• INSTRUCTION A:
In the House adjournment notice, for what time and date is the next meeting scheduled?

• TEXT EXTRACT:
::::

The House adjourned pursuant to a previous special order. The next meeting is scheduled for 11:00 a.m. on December 26, 2005, unless it sooner has received a message from the Senate transmitting its adoption of H. Con. Res. 326.

Mr. Sensenbrenner moved that the House do now adjourn.


OK - it didn't get passed yet and we have to mount an offensive. BUT THEY ARE MEETING THE DAY AFTER CHRISTMAS, so I don't think we can wait to do what we can to expose this undermining by the amendment of the anti-torture legislation.

::::

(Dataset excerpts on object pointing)
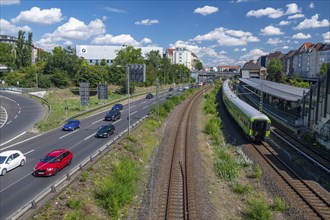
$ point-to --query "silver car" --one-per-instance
(10, 160)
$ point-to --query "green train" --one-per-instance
(255, 124)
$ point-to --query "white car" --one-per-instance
(10, 160)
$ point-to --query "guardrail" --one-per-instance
(60, 184)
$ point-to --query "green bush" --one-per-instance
(115, 191)
(280, 205)
(257, 172)
(226, 166)
(257, 208)
(84, 176)
(212, 128)
(74, 204)
(240, 188)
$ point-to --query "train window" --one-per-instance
(259, 125)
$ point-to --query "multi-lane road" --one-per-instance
(18, 187)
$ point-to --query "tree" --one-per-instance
(103, 62)
(274, 69)
(7, 55)
(19, 49)
(323, 69)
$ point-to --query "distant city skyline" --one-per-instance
(219, 33)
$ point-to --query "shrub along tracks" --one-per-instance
(314, 202)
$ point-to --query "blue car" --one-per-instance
(117, 107)
(71, 125)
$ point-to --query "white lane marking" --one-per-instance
(67, 134)
(5, 116)
(89, 137)
(116, 121)
(98, 121)
(12, 139)
(19, 142)
(29, 152)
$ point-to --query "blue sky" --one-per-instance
(219, 32)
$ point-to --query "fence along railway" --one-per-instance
(313, 202)
(178, 200)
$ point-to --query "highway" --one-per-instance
(19, 186)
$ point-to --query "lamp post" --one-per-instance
(37, 80)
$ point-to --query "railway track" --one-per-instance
(178, 198)
(313, 202)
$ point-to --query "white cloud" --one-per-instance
(252, 55)
(227, 37)
(9, 2)
(146, 41)
(147, 22)
(73, 29)
(311, 5)
(35, 15)
(119, 39)
(271, 30)
(326, 37)
(274, 13)
(116, 10)
(301, 36)
(11, 29)
(292, 9)
(283, 23)
(269, 12)
(274, 41)
(296, 16)
(312, 23)
(206, 10)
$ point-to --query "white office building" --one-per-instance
(94, 54)
(181, 55)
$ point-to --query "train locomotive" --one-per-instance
(255, 124)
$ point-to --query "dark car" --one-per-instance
(149, 96)
(105, 130)
(112, 115)
(53, 162)
(117, 106)
(71, 125)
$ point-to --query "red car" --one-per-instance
(53, 162)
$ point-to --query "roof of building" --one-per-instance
(251, 66)
(279, 90)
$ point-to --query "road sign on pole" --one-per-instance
(84, 94)
(134, 73)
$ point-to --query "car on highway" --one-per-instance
(105, 130)
(112, 115)
(170, 95)
(117, 106)
(149, 96)
(71, 125)
(10, 160)
(53, 162)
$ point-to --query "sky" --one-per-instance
(219, 32)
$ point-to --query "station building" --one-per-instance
(94, 54)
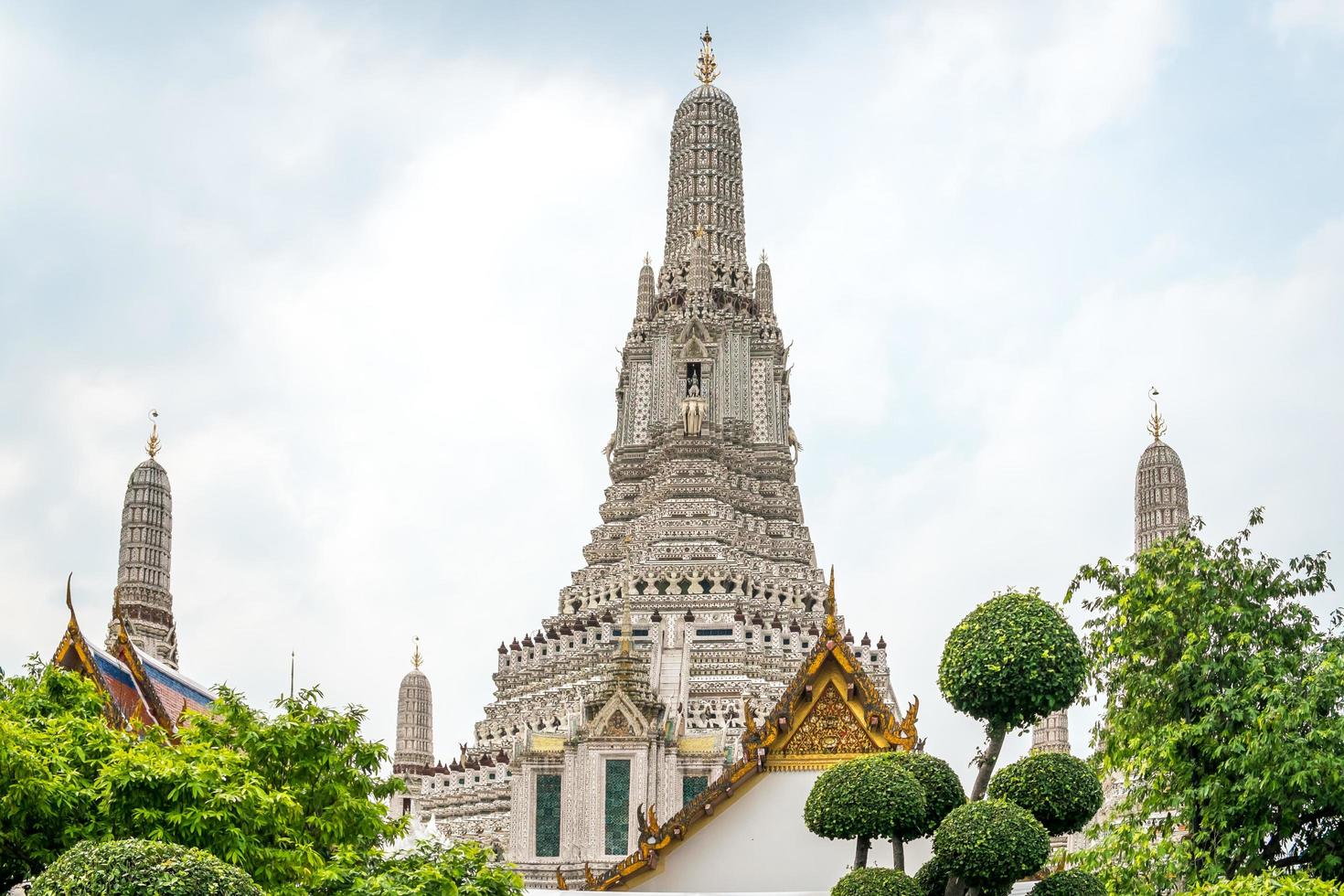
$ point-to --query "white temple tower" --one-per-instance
(145, 560)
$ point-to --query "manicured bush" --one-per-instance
(139, 867)
(1070, 883)
(932, 880)
(941, 786)
(1062, 792)
(991, 842)
(864, 798)
(1014, 658)
(875, 881)
(1270, 885)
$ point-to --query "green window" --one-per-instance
(548, 816)
(617, 806)
(692, 786)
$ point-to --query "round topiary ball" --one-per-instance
(864, 797)
(991, 842)
(1062, 792)
(875, 881)
(1070, 883)
(1011, 660)
(941, 784)
(137, 867)
(932, 880)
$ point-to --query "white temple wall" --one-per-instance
(760, 844)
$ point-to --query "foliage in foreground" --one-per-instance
(991, 842)
(1062, 792)
(875, 881)
(279, 797)
(1221, 696)
(1270, 885)
(137, 867)
(1070, 883)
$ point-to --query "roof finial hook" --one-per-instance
(706, 69)
(1156, 425)
(154, 445)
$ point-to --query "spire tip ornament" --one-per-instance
(706, 69)
(154, 445)
(1156, 425)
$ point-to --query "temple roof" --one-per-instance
(829, 712)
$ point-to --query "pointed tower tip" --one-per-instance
(154, 445)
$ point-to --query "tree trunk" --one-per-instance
(987, 763)
(860, 853)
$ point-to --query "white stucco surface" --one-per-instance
(758, 844)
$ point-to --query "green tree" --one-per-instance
(991, 842)
(941, 789)
(139, 867)
(864, 798)
(875, 881)
(54, 739)
(1011, 661)
(429, 869)
(1062, 792)
(1221, 713)
(1070, 883)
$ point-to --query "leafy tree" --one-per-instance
(137, 867)
(875, 881)
(1062, 792)
(53, 741)
(1070, 883)
(1221, 715)
(1270, 885)
(1011, 661)
(941, 789)
(864, 798)
(933, 876)
(429, 869)
(991, 842)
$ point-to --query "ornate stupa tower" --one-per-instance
(702, 554)
(145, 560)
(1161, 503)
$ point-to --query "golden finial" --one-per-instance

::::

• INSTRUCTION B:
Select every line of the records that contains the string "along", matching case exactly.

• CORRECT ANSWER A:
11:00 a.m. on December 26, 2005

• CORRECT ANSWER B:
$ point-to --query "shrub along tracks" --one-per-instance
$ point-to --query "fence along railway" --one-per-instance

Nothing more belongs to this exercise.